[Consignes de l'exercice]
- A) Restituez fidèlement le passage du texte sur les plans d'ajustement structurel allant de "Les PAS (plans" jusqu'à "datant de 1817." inclus.
- B) Selon le texte sur les plans d'ajustement structurel, de quelle année date la théorie des avantages comparatifs ?
- C) Rédigez la suite du texte sur les plans d'ajustement structurel, à partir de sa dernière phrase.
----- Texte de la page -----
Les PAS (plans d’ajustement structurel) ont été imposés par les institutions de Bretton Woods aux pays du Sud dans le contexte de la crise de la dette du début des années 1980 . Ces mécanismes, tout droit issus de l’idéologie néolibérale, englobent l’ensemble des secteurs des sociétés visées. En effet, pour les théoriciens du néolibéralisme, la mondialisation déploiera l’ensemble de ses bienfaits quand chaque région produira ce en quoi elle excelle et laissera donc le soin aux autres régions de produire la majorité de ce dont elle a besoin. C’est en substance la théorie des avantages comparatifs datant de 1817.

Plus simplement, un pays reconnu comme étant particulièrement adapté à la culture du cacao doit renoncer à produire les céréales, les huiles végétales, les légumineuses nécessaires à l’alimentation de base de ses habitant(e)s et doit échanger sur le marché mondial sa production contre tout ce qui lui manque. Il s’agit donc de se couper des cultures vivrières séculaires et essentielles à la souveraineté alimentaire des peuples pour se plier aux jeux des économistes. Jeux dangereux qui ont montré leurs limites très rapidement et dont on peut contempler toute la déraison à travers les échecs observés dans de nombreux pays ( Haïti, le Sénégal, le Burkina Faso, etc.).

Dangereux car ignorants la destruction de la biodiversité au profit des monocultures d’exportations, ignorants aussi les impacts écologiques désastreux des transports nécessaires pour toutes ces marchandises. De plus, comment imaginer, sans une politique volontariste de contrôle des prix, qu’un pays qui exporte l’arachide dont les cours restent bas pendant 20 ans sur le marché mondial pourra importer les tracteurs et le pétrole nécessaires à son maintien sur ce marché ? (…)
----- Données affichées -----
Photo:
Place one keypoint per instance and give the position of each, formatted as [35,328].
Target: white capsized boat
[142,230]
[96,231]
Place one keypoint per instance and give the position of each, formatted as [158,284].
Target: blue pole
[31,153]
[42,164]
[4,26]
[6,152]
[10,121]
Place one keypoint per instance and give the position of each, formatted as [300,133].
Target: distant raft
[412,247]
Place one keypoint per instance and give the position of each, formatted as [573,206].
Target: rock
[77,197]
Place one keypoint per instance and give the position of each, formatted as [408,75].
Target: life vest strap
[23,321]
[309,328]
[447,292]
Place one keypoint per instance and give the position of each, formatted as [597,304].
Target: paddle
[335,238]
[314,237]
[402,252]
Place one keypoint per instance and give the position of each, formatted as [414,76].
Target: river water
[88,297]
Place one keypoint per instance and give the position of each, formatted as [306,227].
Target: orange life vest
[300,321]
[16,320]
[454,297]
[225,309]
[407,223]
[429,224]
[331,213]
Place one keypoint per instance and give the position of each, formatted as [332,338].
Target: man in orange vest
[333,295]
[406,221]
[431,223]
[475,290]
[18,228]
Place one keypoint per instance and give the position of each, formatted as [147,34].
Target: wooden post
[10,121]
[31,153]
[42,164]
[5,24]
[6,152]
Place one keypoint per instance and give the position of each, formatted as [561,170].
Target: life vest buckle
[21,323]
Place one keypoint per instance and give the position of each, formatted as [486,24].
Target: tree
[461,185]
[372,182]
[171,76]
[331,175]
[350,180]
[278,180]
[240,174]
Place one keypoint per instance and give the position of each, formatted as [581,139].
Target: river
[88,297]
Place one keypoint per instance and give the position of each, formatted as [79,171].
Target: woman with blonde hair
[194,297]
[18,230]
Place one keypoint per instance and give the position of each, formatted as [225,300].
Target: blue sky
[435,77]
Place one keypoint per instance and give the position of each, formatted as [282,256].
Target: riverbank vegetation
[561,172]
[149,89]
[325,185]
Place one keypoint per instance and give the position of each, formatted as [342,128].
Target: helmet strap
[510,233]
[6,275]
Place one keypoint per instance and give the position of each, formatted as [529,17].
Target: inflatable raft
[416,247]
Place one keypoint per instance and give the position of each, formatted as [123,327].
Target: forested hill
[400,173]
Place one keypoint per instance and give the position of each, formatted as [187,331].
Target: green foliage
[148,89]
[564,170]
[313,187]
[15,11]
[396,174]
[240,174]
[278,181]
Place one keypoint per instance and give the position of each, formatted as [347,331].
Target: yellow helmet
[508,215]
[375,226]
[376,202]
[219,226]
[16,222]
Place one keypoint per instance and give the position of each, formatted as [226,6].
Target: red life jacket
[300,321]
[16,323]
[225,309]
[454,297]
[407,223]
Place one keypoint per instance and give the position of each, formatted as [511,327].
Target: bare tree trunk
-----
[Résultats des consignes]
- A)
Les PAS (plans d’ajustement structurel) ont été imposés par les institutions de Bretton Woods aux pays du Sud dans le contexte de la crise de la dette du début des années 1980 . Ces mécanismes, tout droit issus de l’idéologie néolibérale, englobent l’ensemble des secteurs des sociétés visées. En effet, pour les théoriciens du néolibéralisme, la mondialisation déploiera l’ensemble de ses bienfaits quand chaque région produira ce en quoi elle excelle et laissera donc le soin aux autres régions de produire la majorité de ce dont elle a besoin. C’est en substance la théorie des avantages comparatifs datant de 1817.

- B) Elle date de 1817.

- C)
Une stratégie délibérée de transformation sociale à l’échelle mondiale

Dans son premier rapport de 1999 consacré aux PAS, M. Fantu CHERU [3] explique que l’ajustement structurel va « au delà de la simple imposition d’un ensemble de mesures macroéconomiques au niveau interne. Il est l’expression d’un projet politique, d’une stratégie délibérée de transformation sociale à l’échelle mondiale, dont l’objectif principal est de faire de la planète un champ d’action où les sociétés transnationales pourront opérer en toute sécurité. Bref, les PAS jouent un rôle de ’courroies de transmission’ pour faciliter le processus de mondialisation qui passe par la libéralisation, la déréglementation et la réduction du rôle de l’Etat dans le développement national. »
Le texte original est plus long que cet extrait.